WHAT TO PRODUCE: Please carry on the history of the Darracq motor company below from its final sentence, writing about that text and not about the lines that come after it.

EXTRACT:
A Darracq and Company Limited owned a French manufacturer of motor vehicles and aero engines in Suresnes, near Paris. The French enterprise, known at first as A. Darracq et Cie, was founded in 1896 by Alexandre Darracq after he sold his Gladiator Bicycle business. In 1902, it took effect in 1903, he sold his new business to a privately held English company named A Darracq and Company Limited, taking a substantial shareholding and a directorship himself.

Alexandre Darracq continued to run the business from Paris but was obliged to retire to the Côte d'Azur in 1913 following years of difficulties that brought Darracq & Co into very hazardous financial circumstances. He had introduced an unproven unorthodox engine in 1911 which proved a complete failure yet he neglected Suresnes' popular conventional products. France then entered the first World War.

He died in 1931 but long before that, in 1920, the name of A Darracq & Co 1905 was changed to STD Motors Limited. Then, in 1922, Darracq's name was dropped from all products, the Suresnes business was renamed Automobiles Talbot and the Suresnes products were branded just Talbot. His Suresnes business continued, still under British control, under the name Talbot until 1935 when it was acquired by investors led by the Suresnes factory's managing director, Antonio Lago.

STD Motors Limited, previously known until 1920 as A Darracq and Company (1905) Limited became insolvent and was liquidated during 1935 and 1936.

History of the business
Alexandre Darracq, using part of the substantial profit he had made from selling his Gladiator bicycle factory to Adolpe Clément, set up a plant in 1897 in the Paris suburb of Suresnes. The company to own the business was formed in 1897 and named A Darracq et Cie. Production began with a Millet motorcycle powered by a five-cylinder rotary engine. Shortly followed by an electric brougham. In 1898 Darracq et Cie made a Léon Bollée-designed voiturette tricar. The voiturette proved a débâcle: the steering was problematic, the five-speed belt drive "a masterpiece of bad design", and the hot tube ignition crude, proving the £10,000 Darracq et Cie had paid for the design a mistake.

Darracq et Cie produced its first vehicle with an internal combustion engine in 1900. Designed by Ribeyrolles this was a  voiture legére powered by a single-cylinder engine of , it featured a shaft drive and three speed column gear change. While not as successful as hoped, one hundred were sold. In 1902 Darracq & Co signed a contract with Adam Opel to jointly produce, under licence, vehicles in the German Empire with the brand name "Opel Darracq". Opel soon moved on to building their own vehicles.

DATA LINES:
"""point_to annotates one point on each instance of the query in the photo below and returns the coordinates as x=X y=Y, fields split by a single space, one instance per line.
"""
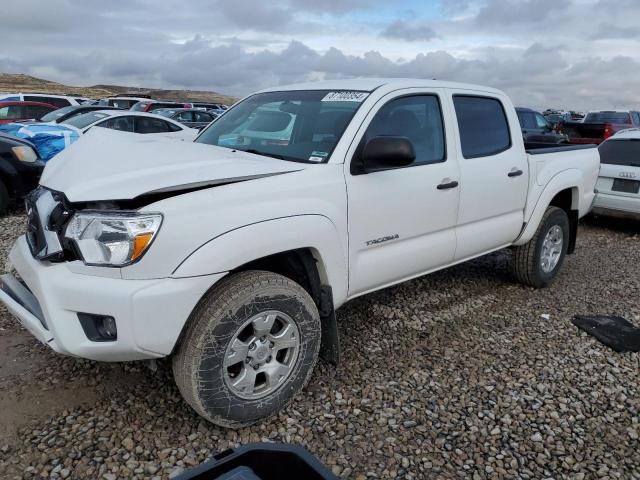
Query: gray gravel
x=461 y=374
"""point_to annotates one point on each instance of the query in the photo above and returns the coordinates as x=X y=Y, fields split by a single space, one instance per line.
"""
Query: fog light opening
x=99 y=328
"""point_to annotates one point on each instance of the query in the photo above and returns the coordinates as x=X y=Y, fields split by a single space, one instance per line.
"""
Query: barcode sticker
x=345 y=96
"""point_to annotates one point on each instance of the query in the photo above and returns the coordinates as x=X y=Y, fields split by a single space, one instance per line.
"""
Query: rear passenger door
x=493 y=175
x=402 y=220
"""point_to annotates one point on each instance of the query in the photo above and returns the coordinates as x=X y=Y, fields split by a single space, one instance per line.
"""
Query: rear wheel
x=538 y=262
x=4 y=199
x=250 y=346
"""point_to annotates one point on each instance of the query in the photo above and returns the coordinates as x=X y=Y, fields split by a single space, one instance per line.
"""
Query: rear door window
x=483 y=126
x=418 y=118
x=624 y=152
x=527 y=120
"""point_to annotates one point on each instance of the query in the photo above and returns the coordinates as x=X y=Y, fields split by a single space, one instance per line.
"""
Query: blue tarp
x=47 y=138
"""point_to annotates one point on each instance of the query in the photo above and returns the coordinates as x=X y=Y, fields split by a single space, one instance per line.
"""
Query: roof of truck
x=371 y=84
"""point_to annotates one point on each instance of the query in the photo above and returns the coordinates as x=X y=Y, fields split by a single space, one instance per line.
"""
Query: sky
x=573 y=54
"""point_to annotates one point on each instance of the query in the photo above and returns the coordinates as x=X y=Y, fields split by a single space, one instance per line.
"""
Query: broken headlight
x=113 y=239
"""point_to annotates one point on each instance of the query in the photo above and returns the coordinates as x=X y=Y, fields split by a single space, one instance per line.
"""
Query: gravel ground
x=460 y=374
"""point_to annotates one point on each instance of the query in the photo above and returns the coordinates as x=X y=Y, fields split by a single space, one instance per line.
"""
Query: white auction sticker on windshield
x=345 y=96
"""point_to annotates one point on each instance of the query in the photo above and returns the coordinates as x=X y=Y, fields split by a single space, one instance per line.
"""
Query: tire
x=224 y=316
x=528 y=258
x=4 y=199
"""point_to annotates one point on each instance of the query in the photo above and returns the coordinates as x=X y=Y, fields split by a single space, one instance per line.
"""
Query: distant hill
x=17 y=82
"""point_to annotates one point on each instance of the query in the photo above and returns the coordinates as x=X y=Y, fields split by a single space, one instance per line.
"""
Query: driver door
x=402 y=220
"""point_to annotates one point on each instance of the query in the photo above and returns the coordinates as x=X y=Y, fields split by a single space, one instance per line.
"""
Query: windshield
x=51 y=116
x=608 y=117
x=139 y=107
x=164 y=112
x=302 y=126
x=85 y=119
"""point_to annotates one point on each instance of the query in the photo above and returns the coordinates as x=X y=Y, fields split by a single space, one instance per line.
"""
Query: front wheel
x=250 y=346
x=537 y=262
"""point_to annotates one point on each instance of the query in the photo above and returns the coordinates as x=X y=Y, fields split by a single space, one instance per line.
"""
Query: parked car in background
x=597 y=126
x=536 y=128
x=555 y=118
x=125 y=102
x=57 y=101
x=134 y=122
x=618 y=187
x=576 y=116
x=20 y=170
x=218 y=109
x=64 y=113
x=16 y=111
x=190 y=117
x=232 y=258
x=51 y=138
x=152 y=105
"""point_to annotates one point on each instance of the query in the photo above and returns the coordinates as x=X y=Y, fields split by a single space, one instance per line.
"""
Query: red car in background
x=14 y=111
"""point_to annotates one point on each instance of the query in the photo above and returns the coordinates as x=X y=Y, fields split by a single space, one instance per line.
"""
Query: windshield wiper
x=258 y=152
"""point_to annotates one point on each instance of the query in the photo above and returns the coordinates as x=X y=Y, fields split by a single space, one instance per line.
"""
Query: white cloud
x=575 y=53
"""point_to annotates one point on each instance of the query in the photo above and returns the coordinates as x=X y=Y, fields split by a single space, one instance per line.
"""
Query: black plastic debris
x=615 y=332
x=261 y=461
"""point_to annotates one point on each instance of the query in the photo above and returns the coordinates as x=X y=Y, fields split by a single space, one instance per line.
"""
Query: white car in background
x=122 y=102
x=55 y=100
x=134 y=122
x=618 y=188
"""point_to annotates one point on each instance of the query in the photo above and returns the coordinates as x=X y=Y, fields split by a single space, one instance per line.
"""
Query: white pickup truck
x=231 y=254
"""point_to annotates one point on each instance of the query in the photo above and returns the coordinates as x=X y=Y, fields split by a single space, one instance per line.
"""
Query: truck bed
x=588 y=133
x=534 y=148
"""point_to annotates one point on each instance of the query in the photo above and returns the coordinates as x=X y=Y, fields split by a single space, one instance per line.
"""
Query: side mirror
x=382 y=153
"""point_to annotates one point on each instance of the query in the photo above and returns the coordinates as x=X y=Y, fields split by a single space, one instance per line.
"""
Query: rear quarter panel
x=552 y=173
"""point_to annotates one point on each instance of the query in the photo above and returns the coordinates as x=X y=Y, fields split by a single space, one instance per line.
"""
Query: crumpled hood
x=111 y=165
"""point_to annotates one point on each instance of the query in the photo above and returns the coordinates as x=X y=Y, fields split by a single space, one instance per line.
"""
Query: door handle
x=447 y=184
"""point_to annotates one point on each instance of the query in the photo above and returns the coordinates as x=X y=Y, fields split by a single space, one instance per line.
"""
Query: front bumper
x=626 y=206
x=149 y=314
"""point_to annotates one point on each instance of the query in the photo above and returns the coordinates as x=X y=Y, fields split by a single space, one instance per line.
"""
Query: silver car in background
x=618 y=187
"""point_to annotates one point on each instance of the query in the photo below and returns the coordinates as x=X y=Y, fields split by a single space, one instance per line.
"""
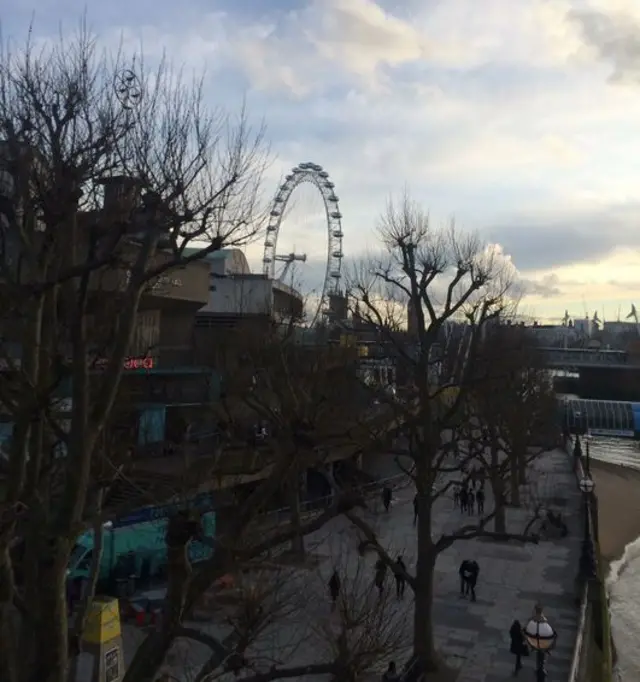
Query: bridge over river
x=577 y=358
x=601 y=417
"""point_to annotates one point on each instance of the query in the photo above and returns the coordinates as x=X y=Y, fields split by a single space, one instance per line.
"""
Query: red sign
x=130 y=363
x=139 y=363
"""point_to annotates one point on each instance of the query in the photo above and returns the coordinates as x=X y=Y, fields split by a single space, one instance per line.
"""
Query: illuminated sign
x=131 y=363
x=139 y=363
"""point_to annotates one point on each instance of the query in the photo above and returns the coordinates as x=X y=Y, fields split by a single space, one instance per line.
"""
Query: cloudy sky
x=519 y=118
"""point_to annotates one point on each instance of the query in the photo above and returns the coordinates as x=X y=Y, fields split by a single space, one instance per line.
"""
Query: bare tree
x=513 y=402
x=298 y=406
x=452 y=288
x=112 y=177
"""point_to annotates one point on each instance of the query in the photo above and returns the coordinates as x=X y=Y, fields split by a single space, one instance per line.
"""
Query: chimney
x=121 y=194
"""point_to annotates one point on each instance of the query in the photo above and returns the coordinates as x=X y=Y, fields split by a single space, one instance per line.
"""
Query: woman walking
x=518 y=645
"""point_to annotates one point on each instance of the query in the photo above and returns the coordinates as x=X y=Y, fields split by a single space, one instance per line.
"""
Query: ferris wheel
x=316 y=175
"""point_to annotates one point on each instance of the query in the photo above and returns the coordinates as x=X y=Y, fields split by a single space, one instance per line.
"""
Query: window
x=85 y=563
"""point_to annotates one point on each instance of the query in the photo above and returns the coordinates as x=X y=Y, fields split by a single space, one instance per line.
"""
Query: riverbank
x=618 y=491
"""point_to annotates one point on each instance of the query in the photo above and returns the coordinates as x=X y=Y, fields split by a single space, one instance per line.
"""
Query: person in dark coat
x=472 y=578
x=381 y=574
x=464 y=498
x=401 y=583
x=386 y=497
x=465 y=572
x=334 y=587
x=518 y=645
x=391 y=674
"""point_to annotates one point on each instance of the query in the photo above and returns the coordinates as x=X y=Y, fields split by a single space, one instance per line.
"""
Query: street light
x=541 y=637
x=588 y=438
x=587 y=484
x=587 y=559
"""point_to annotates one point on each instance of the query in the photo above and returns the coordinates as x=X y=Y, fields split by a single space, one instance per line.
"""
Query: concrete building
x=235 y=292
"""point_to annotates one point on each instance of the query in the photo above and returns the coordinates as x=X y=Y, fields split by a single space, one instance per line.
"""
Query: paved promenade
x=474 y=637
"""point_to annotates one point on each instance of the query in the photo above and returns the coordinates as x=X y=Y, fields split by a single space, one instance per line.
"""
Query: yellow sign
x=103 y=621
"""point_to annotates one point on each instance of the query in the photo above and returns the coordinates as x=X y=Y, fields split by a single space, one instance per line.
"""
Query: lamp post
x=588 y=438
x=587 y=486
x=541 y=637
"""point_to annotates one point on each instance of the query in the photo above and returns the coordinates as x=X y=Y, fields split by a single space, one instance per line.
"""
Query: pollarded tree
x=298 y=405
x=514 y=401
x=452 y=288
x=109 y=176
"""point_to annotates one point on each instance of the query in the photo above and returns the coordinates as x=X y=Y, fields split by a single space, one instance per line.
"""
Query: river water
x=624 y=578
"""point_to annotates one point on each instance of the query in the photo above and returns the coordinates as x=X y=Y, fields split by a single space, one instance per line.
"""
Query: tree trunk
x=424 y=648
x=500 y=519
x=497 y=486
x=514 y=483
x=8 y=644
x=52 y=627
x=522 y=466
x=297 y=541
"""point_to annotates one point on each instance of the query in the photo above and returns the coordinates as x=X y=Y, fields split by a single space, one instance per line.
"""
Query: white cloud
x=498 y=111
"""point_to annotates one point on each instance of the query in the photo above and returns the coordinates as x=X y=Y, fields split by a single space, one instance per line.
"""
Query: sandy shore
x=618 y=491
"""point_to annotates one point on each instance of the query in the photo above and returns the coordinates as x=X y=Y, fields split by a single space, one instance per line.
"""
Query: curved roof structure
x=225 y=261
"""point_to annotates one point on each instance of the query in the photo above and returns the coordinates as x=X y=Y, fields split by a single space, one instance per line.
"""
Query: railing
x=315 y=507
x=593 y=622
x=576 y=357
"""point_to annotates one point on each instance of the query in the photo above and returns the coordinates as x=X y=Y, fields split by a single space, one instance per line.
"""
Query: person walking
x=518 y=645
x=472 y=578
x=471 y=498
x=464 y=497
x=391 y=674
x=381 y=574
x=480 y=501
x=334 y=588
x=386 y=497
x=464 y=572
x=399 y=573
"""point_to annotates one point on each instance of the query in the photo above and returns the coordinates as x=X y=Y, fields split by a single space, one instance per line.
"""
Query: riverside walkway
x=473 y=637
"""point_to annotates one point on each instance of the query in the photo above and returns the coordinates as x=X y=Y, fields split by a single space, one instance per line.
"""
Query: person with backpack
x=386 y=497
x=470 y=501
x=334 y=588
x=473 y=571
x=518 y=646
x=399 y=573
x=381 y=574
x=480 y=501
x=464 y=498
x=391 y=674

TASK OUTPUT:
London

A Darracq et Cie was sold as of 30 September 1902 (the sale was not completed until the following year) to an English company, A Darracq and Company Limited. The attraction for the British venture capitalists was that French automobile technology and industry experience led the world. It was incorporated in England because French law made the necessary flotation processes more difficult than English law. The perception from across the Atlantic in USA was that French industry was "offloading" on British investors. The English financial group was headed by W.B. Avery of W & T Avery Limited, a Birmingham scales manufacturer, J S Smith-Winby a London lawyer and a retired army officer, Colonel A Rawlinson. They bought A Darracq et Cie and then sold it again to other investors for five times their purchase price. Darracq received slightly less than 50 percent of the shares in the new company. There was no public offering, eight other investors took up the rest of the shares.

Further capital was raised and large sums were spent on factory expansion. The Suresnes site was expanded to some four acres in extent, and in England extensive premises were bought.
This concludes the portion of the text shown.